**Extracted text**.
========================

Cooperation with sports leagues. This is the newest piece. Professional leagues like the NBA, NFL, and MLB already have their own betting integrity units — they monitor things like player injuries, officiating assignments, and discipline before the public knows. Now Kalshi can access that information. That gives Kalshi much better visibility into what's actually happening behind the scenes in sports.

Why Political Trading Is a Unique Problem

Elected officials and their staff already operate under the STOCK Act, a 2012 law that bars them from trading stocks based on secret information learned through their job and requires them to publicly report trades. But enforcement is sporadic — violations can result in fines that are small compared to potential profits, and prosecutions are rare.

Prediction markets add a new wrinkle. Before Kalshi, if a member of Congress or staffers knew the outcome of a closed-door vote count, committee decision, or upcoming executive order, they faced a choice: trade stocks (which are reported and carry legal risk) or do nothing. Now they have a third option: cash-settled event contracts on whether legislation will pass. These were largely unregulated in the US until now. The CFTC's authority over Kalshi closes that gap in theory. Whether it closes it in practice depends on whether Kalshi's monitoring actually works, whether the CFTC has resources to enforce, and whether federal prosecutors treat prediction market cheating as seriously as they treat stock market fraud.

========================

**Given information**.
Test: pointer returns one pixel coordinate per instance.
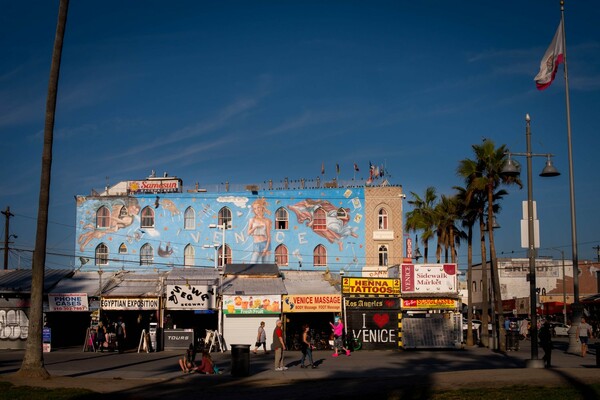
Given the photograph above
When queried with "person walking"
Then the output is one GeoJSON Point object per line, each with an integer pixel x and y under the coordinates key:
{"type": "Point", "coordinates": [584, 331]}
{"type": "Point", "coordinates": [261, 338]}
{"type": "Point", "coordinates": [306, 347]}
{"type": "Point", "coordinates": [338, 339]}
{"type": "Point", "coordinates": [546, 343]}
{"type": "Point", "coordinates": [121, 335]}
{"type": "Point", "coordinates": [279, 346]}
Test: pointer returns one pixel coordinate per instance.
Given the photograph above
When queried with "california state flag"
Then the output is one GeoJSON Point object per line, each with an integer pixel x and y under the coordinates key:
{"type": "Point", "coordinates": [552, 58]}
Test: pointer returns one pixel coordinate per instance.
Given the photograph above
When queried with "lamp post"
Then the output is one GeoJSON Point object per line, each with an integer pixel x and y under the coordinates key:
{"type": "Point", "coordinates": [511, 169]}
{"type": "Point", "coordinates": [562, 256]}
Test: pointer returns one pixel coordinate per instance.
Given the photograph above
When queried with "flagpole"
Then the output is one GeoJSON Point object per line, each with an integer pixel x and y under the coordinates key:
{"type": "Point", "coordinates": [573, 347]}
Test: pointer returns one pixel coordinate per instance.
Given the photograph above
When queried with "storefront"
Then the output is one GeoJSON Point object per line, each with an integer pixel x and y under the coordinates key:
{"type": "Point", "coordinates": [251, 294]}
{"type": "Point", "coordinates": [430, 307]}
{"type": "Point", "coordinates": [371, 310]}
{"type": "Point", "coordinates": [190, 306]}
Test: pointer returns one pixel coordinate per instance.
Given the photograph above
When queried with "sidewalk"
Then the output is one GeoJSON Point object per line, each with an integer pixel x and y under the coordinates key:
{"type": "Point", "coordinates": [364, 373]}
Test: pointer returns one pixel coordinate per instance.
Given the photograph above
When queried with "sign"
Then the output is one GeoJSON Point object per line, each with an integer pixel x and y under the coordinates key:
{"type": "Point", "coordinates": [190, 297]}
{"type": "Point", "coordinates": [372, 303]}
{"type": "Point", "coordinates": [178, 338]}
{"type": "Point", "coordinates": [371, 286]}
{"type": "Point", "coordinates": [376, 330]}
{"type": "Point", "coordinates": [260, 304]}
{"type": "Point", "coordinates": [120, 303]}
{"type": "Point", "coordinates": [312, 303]}
{"type": "Point", "coordinates": [68, 302]}
{"type": "Point", "coordinates": [428, 304]}
{"type": "Point", "coordinates": [429, 278]}
{"type": "Point", "coordinates": [154, 186]}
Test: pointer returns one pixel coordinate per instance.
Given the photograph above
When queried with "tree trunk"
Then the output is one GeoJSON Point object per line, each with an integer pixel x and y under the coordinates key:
{"type": "Point", "coordinates": [33, 360]}
{"type": "Point", "coordinates": [495, 276]}
{"type": "Point", "coordinates": [484, 287]}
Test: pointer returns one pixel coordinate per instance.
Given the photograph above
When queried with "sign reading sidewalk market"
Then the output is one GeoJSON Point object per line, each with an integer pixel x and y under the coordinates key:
{"type": "Point", "coordinates": [129, 303]}
{"type": "Point", "coordinates": [312, 303]}
{"type": "Point", "coordinates": [259, 304]}
{"type": "Point", "coordinates": [67, 302]}
{"type": "Point", "coordinates": [429, 278]}
{"type": "Point", "coordinates": [427, 304]}
{"type": "Point", "coordinates": [371, 286]}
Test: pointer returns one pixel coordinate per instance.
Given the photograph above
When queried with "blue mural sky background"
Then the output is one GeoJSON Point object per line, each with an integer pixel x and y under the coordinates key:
{"type": "Point", "coordinates": [343, 238]}
{"type": "Point", "coordinates": [247, 92]}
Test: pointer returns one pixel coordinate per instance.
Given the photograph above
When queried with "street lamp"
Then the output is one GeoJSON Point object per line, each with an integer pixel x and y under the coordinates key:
{"type": "Point", "coordinates": [510, 169]}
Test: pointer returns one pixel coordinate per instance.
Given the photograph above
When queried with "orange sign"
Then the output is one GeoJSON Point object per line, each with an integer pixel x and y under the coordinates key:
{"type": "Point", "coordinates": [312, 303]}
{"type": "Point", "coordinates": [371, 286]}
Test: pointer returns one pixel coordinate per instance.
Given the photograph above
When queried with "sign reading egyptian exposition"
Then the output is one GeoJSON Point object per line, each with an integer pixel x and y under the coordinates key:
{"type": "Point", "coordinates": [67, 302]}
{"type": "Point", "coordinates": [126, 303]}
{"type": "Point", "coordinates": [312, 303]}
{"type": "Point", "coordinates": [429, 278]}
{"type": "Point", "coordinates": [371, 286]}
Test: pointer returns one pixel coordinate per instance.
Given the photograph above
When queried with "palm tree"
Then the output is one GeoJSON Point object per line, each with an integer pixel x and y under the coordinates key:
{"type": "Point", "coordinates": [33, 360]}
{"type": "Point", "coordinates": [490, 161]}
{"type": "Point", "coordinates": [422, 217]}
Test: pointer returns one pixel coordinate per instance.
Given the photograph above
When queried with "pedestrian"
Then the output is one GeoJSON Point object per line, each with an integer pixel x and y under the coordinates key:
{"type": "Point", "coordinates": [188, 361]}
{"type": "Point", "coordinates": [584, 331]}
{"type": "Point", "coordinates": [279, 346]}
{"type": "Point", "coordinates": [546, 343]}
{"type": "Point", "coordinates": [261, 338]}
{"type": "Point", "coordinates": [306, 347]}
{"type": "Point", "coordinates": [338, 336]}
{"type": "Point", "coordinates": [121, 335]}
{"type": "Point", "coordinates": [100, 337]}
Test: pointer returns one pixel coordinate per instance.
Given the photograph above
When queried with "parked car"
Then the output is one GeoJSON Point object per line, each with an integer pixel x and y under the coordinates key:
{"type": "Point", "coordinates": [559, 329]}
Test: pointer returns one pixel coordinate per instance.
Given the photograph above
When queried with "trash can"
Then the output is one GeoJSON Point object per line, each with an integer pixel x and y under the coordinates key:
{"type": "Point", "coordinates": [240, 359]}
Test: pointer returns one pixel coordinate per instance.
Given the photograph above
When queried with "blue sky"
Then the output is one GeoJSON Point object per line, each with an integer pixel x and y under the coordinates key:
{"type": "Point", "coordinates": [247, 91]}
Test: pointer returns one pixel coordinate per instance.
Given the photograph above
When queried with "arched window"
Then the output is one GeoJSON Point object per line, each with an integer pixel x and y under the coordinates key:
{"type": "Point", "coordinates": [188, 255]}
{"type": "Point", "coordinates": [281, 255]}
{"type": "Point", "coordinates": [225, 217]}
{"type": "Point", "coordinates": [320, 220]}
{"type": "Point", "coordinates": [383, 255]}
{"type": "Point", "coordinates": [383, 219]}
{"type": "Point", "coordinates": [281, 218]}
{"type": "Point", "coordinates": [227, 255]}
{"type": "Point", "coordinates": [103, 217]}
{"type": "Point", "coordinates": [101, 254]}
{"type": "Point", "coordinates": [146, 255]}
{"type": "Point", "coordinates": [147, 217]}
{"type": "Point", "coordinates": [320, 256]}
{"type": "Point", "coordinates": [189, 218]}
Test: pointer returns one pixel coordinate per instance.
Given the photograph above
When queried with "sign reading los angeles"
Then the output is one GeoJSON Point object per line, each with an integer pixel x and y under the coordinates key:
{"type": "Point", "coordinates": [371, 286]}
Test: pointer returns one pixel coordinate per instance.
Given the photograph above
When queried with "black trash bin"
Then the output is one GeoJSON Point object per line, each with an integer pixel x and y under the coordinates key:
{"type": "Point", "coordinates": [240, 359]}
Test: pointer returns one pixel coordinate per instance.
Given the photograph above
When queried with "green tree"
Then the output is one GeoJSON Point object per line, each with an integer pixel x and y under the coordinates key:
{"type": "Point", "coordinates": [33, 360]}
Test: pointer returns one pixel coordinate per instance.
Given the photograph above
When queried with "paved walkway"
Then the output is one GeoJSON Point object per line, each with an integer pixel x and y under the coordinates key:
{"type": "Point", "coordinates": [364, 373]}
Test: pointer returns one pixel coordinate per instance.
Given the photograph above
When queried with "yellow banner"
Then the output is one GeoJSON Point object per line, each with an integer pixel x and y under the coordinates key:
{"type": "Point", "coordinates": [371, 286]}
{"type": "Point", "coordinates": [312, 303]}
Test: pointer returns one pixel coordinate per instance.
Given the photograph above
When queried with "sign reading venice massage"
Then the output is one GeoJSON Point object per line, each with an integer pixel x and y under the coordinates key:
{"type": "Point", "coordinates": [121, 303]}
{"type": "Point", "coordinates": [371, 286]}
{"type": "Point", "coordinates": [67, 302]}
{"type": "Point", "coordinates": [429, 278]}
{"type": "Point", "coordinates": [312, 303]}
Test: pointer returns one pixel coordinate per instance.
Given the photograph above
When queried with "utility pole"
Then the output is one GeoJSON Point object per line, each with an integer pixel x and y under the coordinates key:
{"type": "Point", "coordinates": [7, 214]}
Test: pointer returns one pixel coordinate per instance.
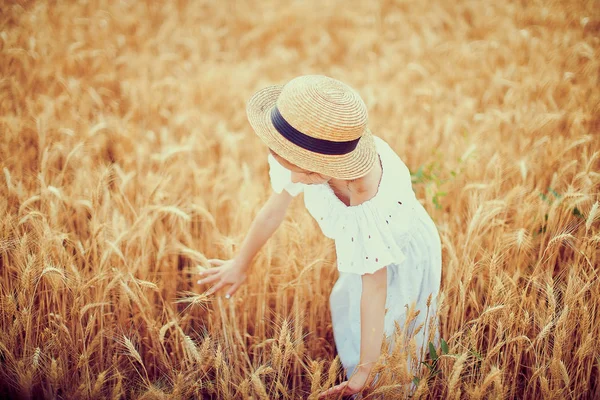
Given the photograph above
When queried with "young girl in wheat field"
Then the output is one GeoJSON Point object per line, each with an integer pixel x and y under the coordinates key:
{"type": "Point", "coordinates": [360, 193]}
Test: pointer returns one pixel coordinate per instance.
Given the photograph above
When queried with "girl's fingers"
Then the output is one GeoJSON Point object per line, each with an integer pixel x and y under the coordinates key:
{"type": "Point", "coordinates": [209, 271]}
{"type": "Point", "coordinates": [216, 287]}
{"type": "Point", "coordinates": [233, 289]}
{"type": "Point", "coordinates": [209, 279]}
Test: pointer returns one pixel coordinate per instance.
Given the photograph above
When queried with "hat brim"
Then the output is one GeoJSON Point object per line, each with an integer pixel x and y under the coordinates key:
{"type": "Point", "coordinates": [348, 166]}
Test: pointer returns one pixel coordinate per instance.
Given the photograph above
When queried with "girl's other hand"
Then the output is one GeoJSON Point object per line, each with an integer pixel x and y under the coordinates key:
{"type": "Point", "coordinates": [229, 272]}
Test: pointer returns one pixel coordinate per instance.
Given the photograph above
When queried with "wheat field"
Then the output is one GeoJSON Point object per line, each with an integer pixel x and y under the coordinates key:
{"type": "Point", "coordinates": [127, 162]}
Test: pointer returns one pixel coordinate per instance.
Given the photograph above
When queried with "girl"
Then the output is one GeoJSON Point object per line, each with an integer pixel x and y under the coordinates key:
{"type": "Point", "coordinates": [360, 192]}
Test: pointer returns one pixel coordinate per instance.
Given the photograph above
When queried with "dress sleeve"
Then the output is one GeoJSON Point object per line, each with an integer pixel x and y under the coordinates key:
{"type": "Point", "coordinates": [281, 178]}
{"type": "Point", "coordinates": [372, 239]}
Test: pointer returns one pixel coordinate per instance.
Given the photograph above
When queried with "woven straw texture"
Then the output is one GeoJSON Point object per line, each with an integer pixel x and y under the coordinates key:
{"type": "Point", "coordinates": [320, 107]}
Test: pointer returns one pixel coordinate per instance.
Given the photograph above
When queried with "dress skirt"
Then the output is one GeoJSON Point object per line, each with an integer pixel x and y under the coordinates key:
{"type": "Point", "coordinates": [413, 280]}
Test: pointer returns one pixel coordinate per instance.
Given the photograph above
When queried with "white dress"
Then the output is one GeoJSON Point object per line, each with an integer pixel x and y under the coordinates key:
{"type": "Point", "coordinates": [391, 229]}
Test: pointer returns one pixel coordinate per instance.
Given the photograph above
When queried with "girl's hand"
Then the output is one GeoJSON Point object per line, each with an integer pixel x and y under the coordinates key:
{"type": "Point", "coordinates": [355, 384]}
{"type": "Point", "coordinates": [230, 272]}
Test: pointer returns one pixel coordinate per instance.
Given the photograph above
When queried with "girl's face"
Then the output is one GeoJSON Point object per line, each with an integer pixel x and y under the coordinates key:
{"type": "Point", "coordinates": [300, 175]}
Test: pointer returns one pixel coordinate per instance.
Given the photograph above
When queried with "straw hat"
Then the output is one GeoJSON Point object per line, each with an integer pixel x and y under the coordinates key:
{"type": "Point", "coordinates": [317, 123]}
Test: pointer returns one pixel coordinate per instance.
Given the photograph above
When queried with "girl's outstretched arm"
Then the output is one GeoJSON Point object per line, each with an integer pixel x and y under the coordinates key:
{"type": "Point", "coordinates": [233, 272]}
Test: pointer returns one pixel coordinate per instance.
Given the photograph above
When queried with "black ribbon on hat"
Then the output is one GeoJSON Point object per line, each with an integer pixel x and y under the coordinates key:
{"type": "Point", "coordinates": [316, 145]}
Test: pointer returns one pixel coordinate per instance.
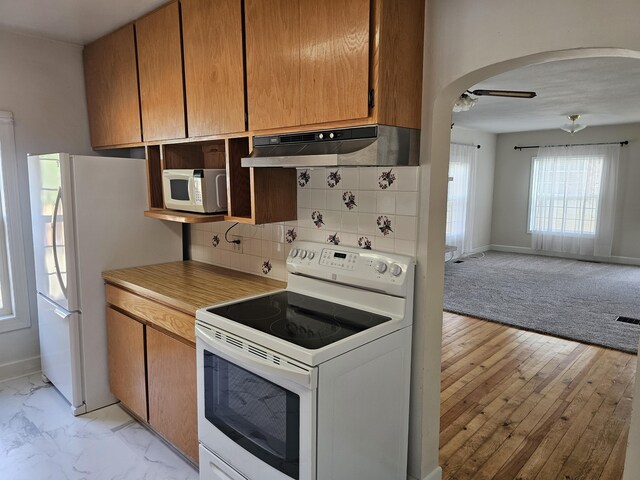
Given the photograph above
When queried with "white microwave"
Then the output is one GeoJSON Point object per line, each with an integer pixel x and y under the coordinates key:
{"type": "Point", "coordinates": [197, 190]}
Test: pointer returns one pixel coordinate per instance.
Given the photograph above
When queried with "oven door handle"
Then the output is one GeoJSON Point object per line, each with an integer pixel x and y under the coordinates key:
{"type": "Point", "coordinates": [240, 356]}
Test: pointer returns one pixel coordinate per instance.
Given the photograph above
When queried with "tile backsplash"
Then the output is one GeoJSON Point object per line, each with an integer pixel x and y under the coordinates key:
{"type": "Point", "coordinates": [367, 207]}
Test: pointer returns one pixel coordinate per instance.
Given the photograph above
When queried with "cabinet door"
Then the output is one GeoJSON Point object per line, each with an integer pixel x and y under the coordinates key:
{"type": "Point", "coordinates": [334, 60]}
{"type": "Point", "coordinates": [171, 367]}
{"type": "Point", "coordinates": [127, 379]}
{"type": "Point", "coordinates": [213, 66]}
{"type": "Point", "coordinates": [273, 63]}
{"type": "Point", "coordinates": [111, 83]}
{"type": "Point", "coordinates": [160, 68]}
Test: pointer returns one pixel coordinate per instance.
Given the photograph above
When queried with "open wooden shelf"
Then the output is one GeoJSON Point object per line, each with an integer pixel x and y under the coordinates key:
{"type": "Point", "coordinates": [254, 195]}
{"type": "Point", "coordinates": [183, 217]}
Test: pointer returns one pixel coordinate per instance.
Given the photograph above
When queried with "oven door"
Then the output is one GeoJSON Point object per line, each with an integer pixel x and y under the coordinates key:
{"type": "Point", "coordinates": [256, 409]}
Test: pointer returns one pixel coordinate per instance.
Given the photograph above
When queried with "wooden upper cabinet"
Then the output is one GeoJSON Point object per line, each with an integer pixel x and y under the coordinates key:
{"type": "Point", "coordinates": [213, 66]}
{"type": "Point", "coordinates": [307, 61]}
{"type": "Point", "coordinates": [111, 83]}
{"type": "Point", "coordinates": [334, 60]}
{"type": "Point", "coordinates": [160, 70]}
{"type": "Point", "coordinates": [273, 63]}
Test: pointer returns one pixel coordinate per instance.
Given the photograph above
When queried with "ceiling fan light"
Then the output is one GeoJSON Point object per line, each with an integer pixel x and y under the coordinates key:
{"type": "Point", "coordinates": [464, 103]}
{"type": "Point", "coordinates": [573, 128]}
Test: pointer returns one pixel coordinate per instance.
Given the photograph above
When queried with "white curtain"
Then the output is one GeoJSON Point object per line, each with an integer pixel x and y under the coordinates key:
{"type": "Point", "coordinates": [572, 199]}
{"type": "Point", "coordinates": [462, 164]}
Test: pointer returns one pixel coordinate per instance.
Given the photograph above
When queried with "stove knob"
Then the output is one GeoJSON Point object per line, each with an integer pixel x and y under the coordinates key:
{"type": "Point", "coordinates": [380, 267]}
{"type": "Point", "coordinates": [395, 269]}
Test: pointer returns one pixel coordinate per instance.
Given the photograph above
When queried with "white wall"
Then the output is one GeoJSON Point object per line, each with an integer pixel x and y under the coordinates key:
{"type": "Point", "coordinates": [466, 42]}
{"type": "Point", "coordinates": [42, 83]}
{"type": "Point", "coordinates": [512, 177]}
{"type": "Point", "coordinates": [482, 201]}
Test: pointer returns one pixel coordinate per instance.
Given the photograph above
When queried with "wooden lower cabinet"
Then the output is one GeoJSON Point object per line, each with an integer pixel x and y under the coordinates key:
{"type": "Point", "coordinates": [171, 373]}
{"type": "Point", "coordinates": [127, 376]}
{"type": "Point", "coordinates": [151, 372]}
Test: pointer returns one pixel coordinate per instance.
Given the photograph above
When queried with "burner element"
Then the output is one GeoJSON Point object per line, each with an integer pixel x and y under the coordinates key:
{"type": "Point", "coordinates": [300, 319]}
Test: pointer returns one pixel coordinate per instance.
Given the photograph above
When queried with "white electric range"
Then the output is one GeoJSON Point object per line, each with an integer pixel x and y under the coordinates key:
{"type": "Point", "coordinates": [311, 382]}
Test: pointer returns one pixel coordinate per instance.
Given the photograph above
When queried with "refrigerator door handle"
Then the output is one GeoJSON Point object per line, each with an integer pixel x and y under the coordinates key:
{"type": "Point", "coordinates": [54, 221]}
{"type": "Point", "coordinates": [61, 314]}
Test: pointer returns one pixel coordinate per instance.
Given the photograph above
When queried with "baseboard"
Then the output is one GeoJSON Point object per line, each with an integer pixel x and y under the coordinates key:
{"type": "Point", "coordinates": [590, 258]}
{"type": "Point", "coordinates": [19, 368]}
{"type": "Point", "coordinates": [474, 251]}
{"type": "Point", "coordinates": [435, 475]}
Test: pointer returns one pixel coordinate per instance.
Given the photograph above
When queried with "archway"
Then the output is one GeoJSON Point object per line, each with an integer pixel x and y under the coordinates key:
{"type": "Point", "coordinates": [431, 246]}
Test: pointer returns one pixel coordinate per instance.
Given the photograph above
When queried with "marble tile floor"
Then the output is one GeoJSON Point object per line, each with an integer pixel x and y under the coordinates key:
{"type": "Point", "coordinates": [41, 440]}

========================

Resume the passage above about Kalshi and insider trading on political events, picking up after its final sentence.

**Response for this exercise**.
We have seen this timing gap before. When options markets expanded in the late 1970s and early 1980s, people quickly figured out how to use them to profit ahead of big corporate mergers, and the law took years to catch up. The SEC eventually established rules that covered these scenarios, but there was a real window where traders could exploit the gap between the new instrument and the old rulebook. Prediction markets are at a similar inflection point now: the markets are new, the participants know what they're doing, and the rules are still being written.

The Regulatory Picture

Kalshi operates as a "designated contract market" under CFTC supervision, which means it has real legal obligations around market monitoring, trader conduct, and enforcement — more than most financial technology platforms face. The rules require Kalshi to have the ability to detect, investigate, and punish rule violations, including manipulation. The March 2026 package is partly compliance: it tells the CFTC that Kalshi is building systems appropriate for its market.

The whistleblower and league cooperation pieces suggest Kalshi is constructing a layered detection system of the kind regulators expect from established exchanges. Whether the CFTC thinks this is enough, or whether it will demand tougher surveillance standards as these markets grow, is still an open question. The CFTC has not yet published specific guidance on how to monitor event contracts; the existing rules were written for commodity and futures markets, not binary events.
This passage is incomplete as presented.